WRITTEN INSTRUCTION: Render the listing below as a numbered list, leaving out blank lines and the pictures.

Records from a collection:
⁂

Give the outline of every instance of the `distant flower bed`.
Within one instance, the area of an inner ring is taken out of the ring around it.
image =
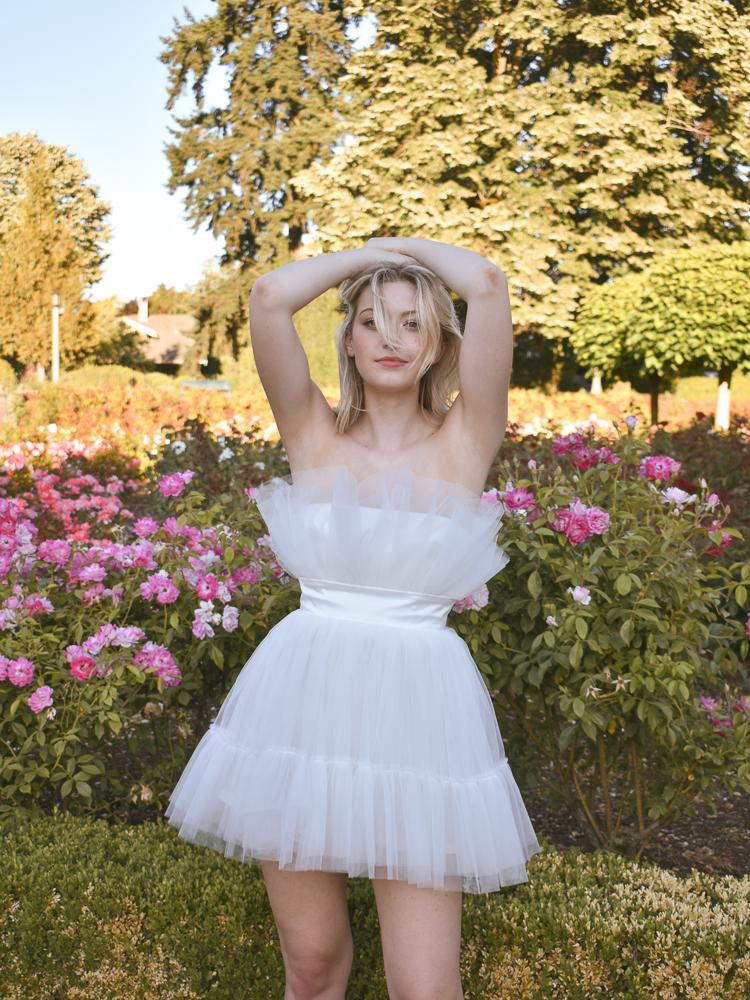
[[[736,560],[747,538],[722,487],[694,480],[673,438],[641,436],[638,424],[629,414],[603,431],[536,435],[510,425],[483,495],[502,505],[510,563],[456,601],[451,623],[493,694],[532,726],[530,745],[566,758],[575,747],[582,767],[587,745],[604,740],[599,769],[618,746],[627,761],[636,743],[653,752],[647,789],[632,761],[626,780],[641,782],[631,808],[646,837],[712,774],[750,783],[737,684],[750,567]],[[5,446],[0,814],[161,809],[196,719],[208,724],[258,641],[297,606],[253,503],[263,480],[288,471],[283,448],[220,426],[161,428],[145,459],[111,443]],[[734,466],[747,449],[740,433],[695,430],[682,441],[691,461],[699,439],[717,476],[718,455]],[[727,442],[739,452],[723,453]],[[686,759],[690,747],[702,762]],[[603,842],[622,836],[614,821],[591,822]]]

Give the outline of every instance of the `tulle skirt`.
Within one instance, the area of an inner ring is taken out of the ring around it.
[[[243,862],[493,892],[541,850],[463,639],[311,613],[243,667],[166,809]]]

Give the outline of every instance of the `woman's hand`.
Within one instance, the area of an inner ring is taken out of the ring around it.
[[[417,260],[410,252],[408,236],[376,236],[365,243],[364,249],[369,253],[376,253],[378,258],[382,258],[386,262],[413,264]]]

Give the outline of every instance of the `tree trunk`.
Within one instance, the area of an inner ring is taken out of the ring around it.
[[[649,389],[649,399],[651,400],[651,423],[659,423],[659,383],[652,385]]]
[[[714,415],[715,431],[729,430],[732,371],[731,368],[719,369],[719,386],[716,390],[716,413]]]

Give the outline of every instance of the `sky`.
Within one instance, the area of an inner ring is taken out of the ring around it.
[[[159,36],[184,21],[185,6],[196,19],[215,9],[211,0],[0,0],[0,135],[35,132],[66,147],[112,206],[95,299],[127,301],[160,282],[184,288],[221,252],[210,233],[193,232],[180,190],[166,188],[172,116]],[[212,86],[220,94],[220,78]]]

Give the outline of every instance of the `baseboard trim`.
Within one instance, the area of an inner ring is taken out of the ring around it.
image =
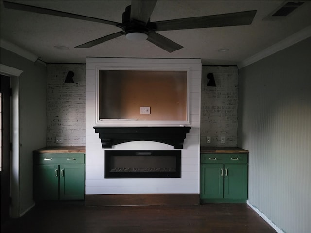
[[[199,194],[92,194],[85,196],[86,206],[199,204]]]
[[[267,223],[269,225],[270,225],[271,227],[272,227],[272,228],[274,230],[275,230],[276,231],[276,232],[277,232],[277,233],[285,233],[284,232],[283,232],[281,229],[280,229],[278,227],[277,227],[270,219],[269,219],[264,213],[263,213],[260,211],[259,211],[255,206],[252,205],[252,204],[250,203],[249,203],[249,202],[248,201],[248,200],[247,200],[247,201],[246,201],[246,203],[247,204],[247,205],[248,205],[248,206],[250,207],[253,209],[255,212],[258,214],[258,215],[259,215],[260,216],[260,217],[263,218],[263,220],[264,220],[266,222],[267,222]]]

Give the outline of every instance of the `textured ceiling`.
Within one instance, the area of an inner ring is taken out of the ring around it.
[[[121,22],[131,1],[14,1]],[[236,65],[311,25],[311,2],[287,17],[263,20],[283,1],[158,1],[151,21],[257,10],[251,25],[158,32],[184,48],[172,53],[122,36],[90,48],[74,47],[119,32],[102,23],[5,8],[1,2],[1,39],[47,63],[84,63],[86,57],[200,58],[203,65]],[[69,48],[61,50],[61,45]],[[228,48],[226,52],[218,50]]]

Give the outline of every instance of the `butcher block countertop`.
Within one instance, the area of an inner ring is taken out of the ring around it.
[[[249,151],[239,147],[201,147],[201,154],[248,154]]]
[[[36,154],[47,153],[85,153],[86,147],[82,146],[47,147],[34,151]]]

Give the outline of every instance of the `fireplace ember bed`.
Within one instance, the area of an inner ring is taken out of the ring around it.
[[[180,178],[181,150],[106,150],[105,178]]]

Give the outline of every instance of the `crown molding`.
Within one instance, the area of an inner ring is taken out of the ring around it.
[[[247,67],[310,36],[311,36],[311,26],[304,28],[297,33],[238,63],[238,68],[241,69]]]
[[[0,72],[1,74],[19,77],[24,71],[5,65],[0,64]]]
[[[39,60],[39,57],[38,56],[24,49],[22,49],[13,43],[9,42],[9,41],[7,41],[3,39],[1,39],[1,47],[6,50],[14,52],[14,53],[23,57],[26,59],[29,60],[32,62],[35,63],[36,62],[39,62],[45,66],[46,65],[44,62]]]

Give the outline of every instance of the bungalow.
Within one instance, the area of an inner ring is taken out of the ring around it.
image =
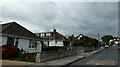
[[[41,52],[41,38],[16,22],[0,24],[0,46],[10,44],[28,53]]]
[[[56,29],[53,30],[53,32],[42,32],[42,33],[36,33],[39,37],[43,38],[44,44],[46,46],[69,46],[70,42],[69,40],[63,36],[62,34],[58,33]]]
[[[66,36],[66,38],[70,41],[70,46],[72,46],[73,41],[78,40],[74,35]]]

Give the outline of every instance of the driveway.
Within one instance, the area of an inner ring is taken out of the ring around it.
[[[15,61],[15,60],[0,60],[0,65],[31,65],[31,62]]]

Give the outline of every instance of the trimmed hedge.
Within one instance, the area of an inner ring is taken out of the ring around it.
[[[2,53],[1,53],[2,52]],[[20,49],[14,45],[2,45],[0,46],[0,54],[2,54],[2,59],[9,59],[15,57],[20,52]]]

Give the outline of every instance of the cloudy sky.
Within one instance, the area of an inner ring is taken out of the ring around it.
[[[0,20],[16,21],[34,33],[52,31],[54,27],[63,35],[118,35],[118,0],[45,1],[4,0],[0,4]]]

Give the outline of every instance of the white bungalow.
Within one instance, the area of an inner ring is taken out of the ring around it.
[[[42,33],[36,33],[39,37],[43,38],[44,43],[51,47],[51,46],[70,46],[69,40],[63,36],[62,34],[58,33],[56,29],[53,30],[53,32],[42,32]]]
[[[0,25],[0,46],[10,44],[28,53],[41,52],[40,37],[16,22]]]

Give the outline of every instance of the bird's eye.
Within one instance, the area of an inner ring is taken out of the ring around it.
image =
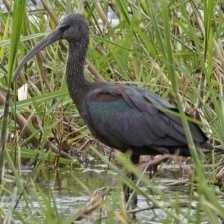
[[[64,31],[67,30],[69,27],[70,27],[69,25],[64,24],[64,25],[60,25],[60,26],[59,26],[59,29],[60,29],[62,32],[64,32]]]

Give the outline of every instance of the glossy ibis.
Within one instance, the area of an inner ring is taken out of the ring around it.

⁂

FULL SOLUTION:
1. Give the outline of every instance of the `distant flower bed`.
2. Within one instance, the area of an inner ring is taken out of the ring around it.
3. image =
4. [[[736,560],[747,538],[722,487],[694,480],[673,438],[641,436],[638,424],[629,414],[603,431],[536,435],[510,425],[483,495],[502,505],[510,563],[456,601],[451,623],[493,694],[532,726],[530,745],[566,758],[575,747],[582,767],[587,745],[604,740],[599,769],[618,746],[627,761],[636,743],[653,752],[647,789],[632,761],[626,780],[641,782],[631,808],[646,837],[712,774],[750,783],[737,684],[750,567]],[[5,446],[0,814],[161,809],[196,719],[208,724],[258,641],[297,606],[253,503],[263,480],[288,471],[283,448],[220,426],[161,428],[145,459],[111,443]],[[734,466],[747,449],[740,433],[695,430],[682,441],[691,461],[699,439],[717,476],[718,455]],[[727,442],[739,452],[723,453]],[[686,759],[690,747],[702,762]],[[603,842],[622,836],[614,821],[591,822]]]
5. Give the outline of every instance of the `tulle skirt`.
6. Within one instance, the area of an inner ring is taken out of the ring around it.
7. [[[243,862],[493,892],[541,850],[463,639],[311,613],[243,667],[166,809]]]
8. Give the outline of every instance of the `woman's hand`.
9. Within one instance, the area of an inner ring is taken out of the ring around it.
10. [[[417,260],[410,252],[408,236],[376,236],[365,243],[364,249],[369,253],[376,253],[378,258],[382,258],[386,262],[413,264]]]
11. Give the outline of every instance of the `tree trunk`.
12. Within one instance, the area of an inner ring is taken out of the ring around it.
13. [[[649,389],[649,399],[651,400],[651,423],[659,423],[659,383],[652,385]]]
14. [[[714,415],[715,431],[729,430],[732,371],[731,368],[719,369],[719,386],[716,390],[716,413]]]
15. Give the outline of every instance of the `sky`.
16. Within one instance, the area of an inner ring is taken out of the ring around it.
17. [[[159,36],[184,21],[185,6],[196,19],[215,9],[211,0],[0,0],[0,135],[35,132],[66,147],[112,206],[95,299],[127,301],[160,282],[184,288],[221,252],[210,233],[193,232],[180,190],[166,188],[172,116]],[[212,86],[220,94],[220,78]]]
18. Give the outline of every instance of the `baseboard trim`.
19. Within one instance, the area of an inner ring is taken out of the ring around it.
20. image =
21. [[[199,194],[92,194],[85,196],[86,206],[199,204]]]
22. [[[267,223],[269,225],[270,225],[271,227],[272,227],[272,228],[274,230],[275,230],[276,231],[276,232],[277,232],[277,233],[285,233],[284,232],[283,232],[281,229],[280,229],[278,227],[277,227],[270,219],[269,219],[264,213],[263,213],[260,211],[259,211],[255,206],[252,205],[252,204],[250,203],[249,203],[249,202],[248,201],[248,200],[247,200],[247,201],[246,201],[246,203],[247,204],[247,205],[248,205],[248,206],[250,207],[253,209],[255,212],[258,214],[258,215],[259,215],[260,216],[260,217],[263,218],[263,220],[264,220],[266,222],[267,222]]]
23. Give the outline of every instance of the `textured ceiling`.
24. Within one instance, the area of an inner ring is taken out of the ring around it.
25. [[[121,22],[131,1],[14,1]],[[236,65],[311,25],[311,2],[287,17],[263,20],[283,1],[158,1],[151,21],[257,10],[251,25],[158,32],[184,48],[172,53],[122,36],[90,48],[74,47],[119,32],[102,23],[5,8],[1,2],[1,39],[47,63],[84,63],[86,57],[200,58],[203,65]],[[69,48],[61,50],[61,45]],[[228,48],[226,52],[218,50]]]
26. Give the outline of every instance of the `butcher block countertop`.
27. Within one instance, the area of an inner ring is taken out of the ring around it.
28. [[[249,151],[239,147],[201,147],[201,154],[248,154]]]
29. [[[36,154],[47,153],[85,153],[86,147],[82,146],[47,147],[34,151]]]
30. Give the outline of every instance of the `fireplace ember bed`.
31. Within one instance, the area of an inner ring is taken out of the ring around it.
32. [[[180,178],[181,150],[106,150],[105,178]]]
33. Give the outline of every instance of the `crown molding`.
34. Within one instance, the area of an inner ring is taken out of the ring around it.
35. [[[247,67],[310,36],[311,36],[311,26],[304,28],[297,33],[238,63],[238,68],[241,69]]]
36. [[[0,72],[1,74],[19,77],[24,71],[5,65],[0,64]]]
37. [[[39,60],[39,57],[38,56],[24,49],[22,49],[13,43],[9,42],[9,41],[7,41],[3,39],[1,39],[1,47],[6,50],[14,52],[14,53],[23,57],[26,59],[29,60],[32,62],[35,63],[36,62],[39,62],[45,66],[46,65],[44,62]]]
38. Give the outline of every instance of the bungalow.
39. Within one instance, the area of an inner ring is taken out of the ring around it.
40. image =
41. [[[41,52],[41,38],[16,22],[0,24],[0,46],[10,44],[28,53]]]
42. [[[56,29],[53,30],[53,32],[42,32],[42,33],[36,33],[39,37],[43,38],[44,44],[46,46],[69,46],[70,42],[69,40],[63,36],[62,34],[58,33]]]
43. [[[66,36],[66,38],[70,41],[70,46],[72,46],[73,41],[78,40],[74,35]]]
44. Give the outline of every instance of the driveway.
45. Within one instance, the area of an inner ring is taken out of the ring around it.
46. [[[15,61],[15,60],[0,60],[0,65],[31,65],[31,62]]]
47. Give the outline of every instance of the trimmed hedge.
48. Within one instance, the area of an inner ring is taken out of the ring around it.
49. [[[2,53],[1,53],[2,52]],[[20,49],[14,45],[2,45],[0,46],[0,54],[2,54],[2,59],[9,59],[15,57],[20,52]]]
50. Give the outline of every instance of the cloudy sky.
51. Within one instance, the area of an inner ring is taken out of the ring around it.
52. [[[0,20],[16,21],[34,33],[52,31],[54,27],[63,35],[118,35],[118,0],[45,1],[4,0],[0,4]]]
53. Give the outline of every instance of the white bungalow.
54. Within one instance, the area of an inner ring is taken out of the ring around it.
55. [[[42,33],[36,33],[39,37],[43,38],[44,43],[51,47],[51,46],[70,46],[69,40],[63,36],[62,34],[58,33],[56,29],[53,30],[53,32],[42,32]]]
56. [[[0,25],[0,46],[10,44],[28,53],[41,52],[40,37],[16,22]]]
57. Give the outline of every instance of the bird's eye.
58. Within one instance, the area of an inner ring is taken out of the ring around it.
59. image =
60. [[[64,31],[67,30],[69,27],[70,27],[69,25],[64,24],[64,25],[60,25],[60,26],[59,26],[59,29],[60,29],[62,32],[64,32]]]
61. Give the outline of every instance of the glossy ibis.
62. Within one instance, the area of an inner ring is taken out of the ring around it.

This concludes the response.